- _Trecho da página_
····················

10/03/2016
Por Ricardo AbramovayFrugalidade e autocontenção não podem ser o eixo estratégico do desenvolvimento sustentável Que o mundo atual é marcado por imenso desperdício e que os padrões de consumo contemporâneos ameaçam a oferta dos serviços ecossistêmicos de que todos dependemos, disso não há dúvida. Mas é ilusório o caminho que preconiza fundamentalmente limites no consumo e na produção como premissa para que as atividades econômicas deixem de destruir as bases biofísicas de sua própria existência. O que as sociedades de hoje precisam (mesmo nos países mais ricos do mundo) não é de decrescimento: é de ciência, tecnologia e democracia. Nestas três palavras encontra-se a essência de uma revolução verde já em curso, que orienta o essencial da inovação dos dias de hoje, atingindo a energia, a infraestrutura, a gestão dos resíduos, a agricultura, a mobilidade, a construção civil, e o próprio desenho das cidades. O que está em jogo não é a quantidade e sim a qualidade do crescimento. Ou como diz Ralf Fücks em seu livro recém traduzido para o inglês e prefaciado por Anthony Giddens: “a questão não é se a economia global vai continuar a crescer mas como ela vai crescer”.

····················

(Registros de anotação de coordenadas)
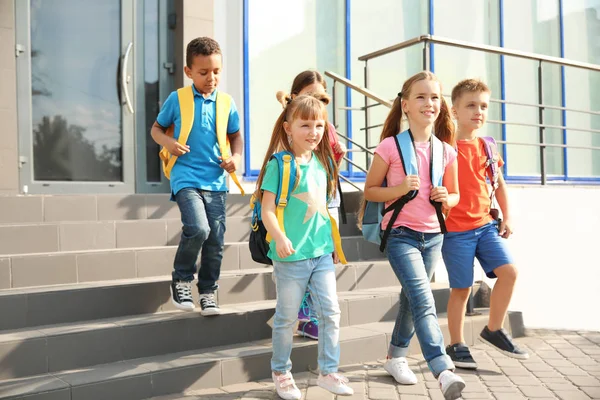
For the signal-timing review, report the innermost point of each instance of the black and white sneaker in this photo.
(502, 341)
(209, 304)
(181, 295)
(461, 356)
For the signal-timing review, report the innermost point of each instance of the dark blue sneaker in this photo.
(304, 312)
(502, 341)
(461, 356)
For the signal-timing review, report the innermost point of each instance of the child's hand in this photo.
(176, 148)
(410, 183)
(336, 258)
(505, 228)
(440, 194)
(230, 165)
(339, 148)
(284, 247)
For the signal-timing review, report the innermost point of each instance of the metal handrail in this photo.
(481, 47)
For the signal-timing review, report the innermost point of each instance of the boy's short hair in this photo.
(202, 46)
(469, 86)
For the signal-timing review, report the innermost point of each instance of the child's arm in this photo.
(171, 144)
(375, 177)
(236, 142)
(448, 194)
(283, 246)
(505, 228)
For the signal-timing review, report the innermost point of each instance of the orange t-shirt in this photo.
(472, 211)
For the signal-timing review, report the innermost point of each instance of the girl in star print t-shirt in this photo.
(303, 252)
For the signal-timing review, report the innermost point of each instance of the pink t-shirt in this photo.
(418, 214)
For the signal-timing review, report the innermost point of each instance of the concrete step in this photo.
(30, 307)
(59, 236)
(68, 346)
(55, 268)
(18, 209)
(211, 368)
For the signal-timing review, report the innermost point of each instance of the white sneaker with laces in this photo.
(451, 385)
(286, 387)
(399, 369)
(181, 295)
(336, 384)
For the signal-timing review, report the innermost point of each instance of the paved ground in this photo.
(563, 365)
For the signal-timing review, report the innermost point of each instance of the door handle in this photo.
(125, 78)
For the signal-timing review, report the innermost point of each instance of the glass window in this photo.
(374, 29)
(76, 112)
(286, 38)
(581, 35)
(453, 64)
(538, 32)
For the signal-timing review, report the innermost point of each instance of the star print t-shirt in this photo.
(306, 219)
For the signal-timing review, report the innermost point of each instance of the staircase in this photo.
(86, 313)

····················

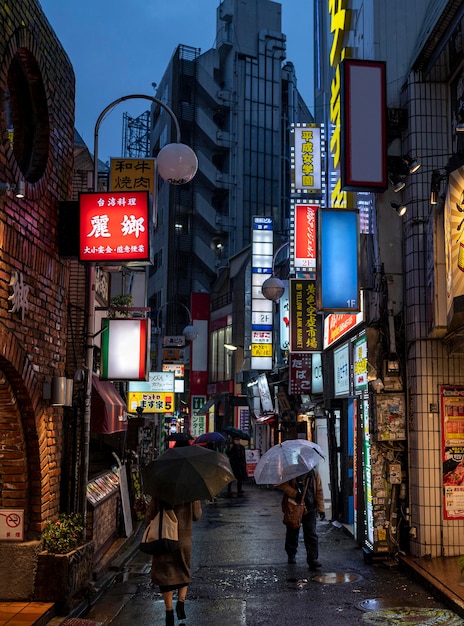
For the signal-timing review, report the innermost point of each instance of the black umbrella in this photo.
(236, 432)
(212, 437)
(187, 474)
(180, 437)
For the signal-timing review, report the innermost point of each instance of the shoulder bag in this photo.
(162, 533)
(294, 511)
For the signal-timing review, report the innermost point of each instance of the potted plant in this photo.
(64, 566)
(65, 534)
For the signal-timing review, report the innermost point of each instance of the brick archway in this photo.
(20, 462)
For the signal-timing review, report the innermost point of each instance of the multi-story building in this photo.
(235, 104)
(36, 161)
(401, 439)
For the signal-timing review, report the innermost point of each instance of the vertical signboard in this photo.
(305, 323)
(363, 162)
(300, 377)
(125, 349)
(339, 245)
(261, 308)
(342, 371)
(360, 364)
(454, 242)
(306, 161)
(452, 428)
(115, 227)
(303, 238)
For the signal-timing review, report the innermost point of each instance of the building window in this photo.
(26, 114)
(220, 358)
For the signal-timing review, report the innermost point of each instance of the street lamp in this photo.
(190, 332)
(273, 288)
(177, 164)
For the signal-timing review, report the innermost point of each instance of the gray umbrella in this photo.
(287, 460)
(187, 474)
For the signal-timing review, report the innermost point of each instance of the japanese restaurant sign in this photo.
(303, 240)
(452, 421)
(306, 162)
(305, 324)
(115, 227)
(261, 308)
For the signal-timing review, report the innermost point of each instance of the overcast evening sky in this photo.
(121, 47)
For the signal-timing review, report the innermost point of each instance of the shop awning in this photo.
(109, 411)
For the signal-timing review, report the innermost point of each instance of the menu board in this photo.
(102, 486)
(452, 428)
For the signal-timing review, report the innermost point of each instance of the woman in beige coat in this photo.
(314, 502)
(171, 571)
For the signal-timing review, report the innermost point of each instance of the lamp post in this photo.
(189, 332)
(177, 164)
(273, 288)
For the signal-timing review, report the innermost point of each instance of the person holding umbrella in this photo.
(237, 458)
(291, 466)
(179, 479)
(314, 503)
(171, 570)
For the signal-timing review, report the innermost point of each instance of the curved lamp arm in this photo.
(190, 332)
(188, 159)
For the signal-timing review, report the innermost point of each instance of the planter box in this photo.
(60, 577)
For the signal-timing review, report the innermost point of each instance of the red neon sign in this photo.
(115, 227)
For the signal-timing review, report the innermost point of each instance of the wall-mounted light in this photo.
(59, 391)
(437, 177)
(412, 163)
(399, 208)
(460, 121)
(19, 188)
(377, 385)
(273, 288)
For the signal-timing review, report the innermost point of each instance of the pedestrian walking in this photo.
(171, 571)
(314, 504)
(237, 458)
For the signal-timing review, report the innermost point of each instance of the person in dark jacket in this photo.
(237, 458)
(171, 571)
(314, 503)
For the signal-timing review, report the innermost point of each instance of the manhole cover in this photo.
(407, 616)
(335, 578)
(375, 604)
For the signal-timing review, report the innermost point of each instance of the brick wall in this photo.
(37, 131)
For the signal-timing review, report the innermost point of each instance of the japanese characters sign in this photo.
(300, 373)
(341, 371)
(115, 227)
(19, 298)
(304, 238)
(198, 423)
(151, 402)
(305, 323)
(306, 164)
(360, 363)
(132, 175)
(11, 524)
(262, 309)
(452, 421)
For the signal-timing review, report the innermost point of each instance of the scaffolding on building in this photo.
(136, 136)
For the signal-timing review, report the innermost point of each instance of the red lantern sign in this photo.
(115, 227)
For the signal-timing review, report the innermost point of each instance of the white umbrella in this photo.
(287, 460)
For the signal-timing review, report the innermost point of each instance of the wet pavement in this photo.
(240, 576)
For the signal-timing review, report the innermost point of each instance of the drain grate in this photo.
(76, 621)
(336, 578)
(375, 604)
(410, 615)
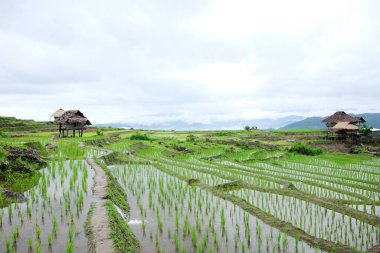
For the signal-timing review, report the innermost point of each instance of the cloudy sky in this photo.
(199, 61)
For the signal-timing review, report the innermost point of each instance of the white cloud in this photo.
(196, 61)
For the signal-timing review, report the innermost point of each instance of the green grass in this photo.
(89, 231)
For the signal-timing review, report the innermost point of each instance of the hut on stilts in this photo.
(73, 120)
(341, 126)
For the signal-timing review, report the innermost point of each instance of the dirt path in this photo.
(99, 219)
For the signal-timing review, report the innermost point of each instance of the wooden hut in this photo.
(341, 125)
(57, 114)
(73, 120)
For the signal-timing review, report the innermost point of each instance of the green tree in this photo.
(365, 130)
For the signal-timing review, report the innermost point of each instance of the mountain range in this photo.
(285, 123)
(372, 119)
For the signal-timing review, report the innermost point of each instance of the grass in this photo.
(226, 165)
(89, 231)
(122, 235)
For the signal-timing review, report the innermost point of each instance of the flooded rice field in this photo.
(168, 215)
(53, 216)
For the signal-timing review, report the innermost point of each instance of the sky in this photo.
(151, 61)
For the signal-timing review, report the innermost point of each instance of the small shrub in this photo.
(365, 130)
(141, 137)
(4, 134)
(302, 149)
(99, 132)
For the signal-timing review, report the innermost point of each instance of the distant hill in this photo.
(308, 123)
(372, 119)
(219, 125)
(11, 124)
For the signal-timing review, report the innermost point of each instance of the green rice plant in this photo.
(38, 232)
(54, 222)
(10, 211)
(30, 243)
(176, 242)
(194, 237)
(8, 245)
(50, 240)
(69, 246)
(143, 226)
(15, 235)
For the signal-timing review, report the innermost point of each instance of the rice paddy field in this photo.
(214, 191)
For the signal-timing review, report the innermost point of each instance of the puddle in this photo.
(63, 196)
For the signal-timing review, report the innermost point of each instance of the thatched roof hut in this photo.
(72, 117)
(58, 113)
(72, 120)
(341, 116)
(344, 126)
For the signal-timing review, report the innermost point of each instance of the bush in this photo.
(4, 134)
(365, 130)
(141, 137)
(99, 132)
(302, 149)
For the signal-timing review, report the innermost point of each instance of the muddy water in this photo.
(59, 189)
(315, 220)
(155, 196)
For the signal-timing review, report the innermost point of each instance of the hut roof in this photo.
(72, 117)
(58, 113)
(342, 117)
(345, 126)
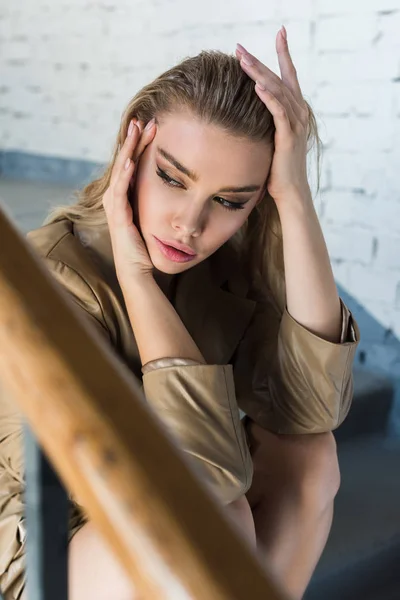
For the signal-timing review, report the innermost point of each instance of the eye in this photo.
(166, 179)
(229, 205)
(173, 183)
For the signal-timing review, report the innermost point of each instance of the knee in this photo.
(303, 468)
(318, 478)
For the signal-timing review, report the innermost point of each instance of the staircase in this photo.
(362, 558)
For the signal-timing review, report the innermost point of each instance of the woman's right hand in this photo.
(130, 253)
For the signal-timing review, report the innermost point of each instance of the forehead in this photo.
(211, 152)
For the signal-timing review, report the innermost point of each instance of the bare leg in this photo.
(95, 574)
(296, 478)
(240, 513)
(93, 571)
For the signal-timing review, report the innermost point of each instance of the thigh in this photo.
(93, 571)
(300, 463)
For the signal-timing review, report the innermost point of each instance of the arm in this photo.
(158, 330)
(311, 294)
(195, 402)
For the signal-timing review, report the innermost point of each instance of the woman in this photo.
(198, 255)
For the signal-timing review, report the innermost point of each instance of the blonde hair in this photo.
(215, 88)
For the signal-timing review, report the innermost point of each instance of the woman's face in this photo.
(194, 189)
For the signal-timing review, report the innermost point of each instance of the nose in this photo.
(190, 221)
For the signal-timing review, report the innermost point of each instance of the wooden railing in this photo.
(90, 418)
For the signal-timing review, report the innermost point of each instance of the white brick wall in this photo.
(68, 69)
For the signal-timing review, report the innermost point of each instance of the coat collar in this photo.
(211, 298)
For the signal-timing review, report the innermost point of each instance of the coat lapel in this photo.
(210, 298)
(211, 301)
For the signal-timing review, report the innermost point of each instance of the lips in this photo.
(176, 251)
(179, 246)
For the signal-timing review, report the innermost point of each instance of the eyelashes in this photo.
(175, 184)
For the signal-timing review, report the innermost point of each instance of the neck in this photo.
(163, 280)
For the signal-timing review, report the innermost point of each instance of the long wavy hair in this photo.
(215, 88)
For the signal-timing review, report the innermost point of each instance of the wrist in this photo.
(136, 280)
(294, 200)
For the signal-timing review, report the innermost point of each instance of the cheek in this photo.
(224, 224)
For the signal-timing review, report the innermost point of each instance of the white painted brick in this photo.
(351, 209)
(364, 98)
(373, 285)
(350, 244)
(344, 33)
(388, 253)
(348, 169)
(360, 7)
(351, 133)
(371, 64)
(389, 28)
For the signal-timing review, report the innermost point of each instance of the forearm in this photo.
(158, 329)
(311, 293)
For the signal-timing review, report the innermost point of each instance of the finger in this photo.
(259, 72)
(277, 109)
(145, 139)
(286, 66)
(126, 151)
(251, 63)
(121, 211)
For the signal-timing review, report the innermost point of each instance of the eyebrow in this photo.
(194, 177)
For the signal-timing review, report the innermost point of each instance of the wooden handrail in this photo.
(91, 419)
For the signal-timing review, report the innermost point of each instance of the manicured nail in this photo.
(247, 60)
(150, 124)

····················

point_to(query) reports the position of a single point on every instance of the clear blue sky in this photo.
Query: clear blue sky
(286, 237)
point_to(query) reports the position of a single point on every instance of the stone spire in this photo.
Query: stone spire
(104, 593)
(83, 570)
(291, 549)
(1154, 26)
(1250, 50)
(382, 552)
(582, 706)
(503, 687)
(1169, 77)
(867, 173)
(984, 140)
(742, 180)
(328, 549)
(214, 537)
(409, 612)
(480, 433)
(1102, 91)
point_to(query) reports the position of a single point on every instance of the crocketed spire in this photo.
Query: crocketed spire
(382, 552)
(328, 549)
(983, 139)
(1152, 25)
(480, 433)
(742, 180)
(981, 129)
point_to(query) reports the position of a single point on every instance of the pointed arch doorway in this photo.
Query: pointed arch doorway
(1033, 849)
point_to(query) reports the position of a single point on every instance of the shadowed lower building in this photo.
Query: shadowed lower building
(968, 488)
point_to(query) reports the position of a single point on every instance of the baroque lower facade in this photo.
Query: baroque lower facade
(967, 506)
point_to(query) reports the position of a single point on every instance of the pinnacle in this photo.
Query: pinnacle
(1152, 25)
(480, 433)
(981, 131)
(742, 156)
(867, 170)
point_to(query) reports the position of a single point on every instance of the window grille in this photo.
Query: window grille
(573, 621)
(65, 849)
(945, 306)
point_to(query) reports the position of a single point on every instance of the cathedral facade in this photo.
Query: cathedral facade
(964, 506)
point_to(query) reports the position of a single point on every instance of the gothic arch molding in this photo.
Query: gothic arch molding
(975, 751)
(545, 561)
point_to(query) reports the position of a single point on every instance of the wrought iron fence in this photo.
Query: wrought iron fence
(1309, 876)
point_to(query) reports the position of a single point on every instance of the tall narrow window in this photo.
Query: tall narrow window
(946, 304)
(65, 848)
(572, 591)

····················

- _Problemas e tarefas_
• 1. Reescreva em forma de lista, mais curta, o parágrafo do trecho da página que começa com "Que o mundo atual é marcado", mantendo seus fatos principais.
• 2. Segundo o trecho da página, de que três coisas as sociedades de hoje precisam no lugar do decrescimento?

- _Lista de respostas_
• 1.
- O mundo atual é marcado por imenso desperdício, e os padrões de consumo ameaçam os serviços ecossistêmicos.
- É ilusório apostar principalmente em limites ao consumo e à produção para deter a destruição das bases biofísicas da economia.
- As sociedades de hoje, mesmo nos países mais ricos, precisam de ciência, tecnologia e democracia, não de decrescimento.
- Essas três palavras resumem uma revolução verde já em curso, que orienta a inovação em energia, infraestrutura, resíduos, agricultura, mobilidade, construção civil e desenho das cidades.
- O que importa é a qualidade, e não a quantidade, do crescimento. Como diz Ralf Fücks, a questão é como a economia global vai crescer.

• 2. De ciência, tecnologia e democracia.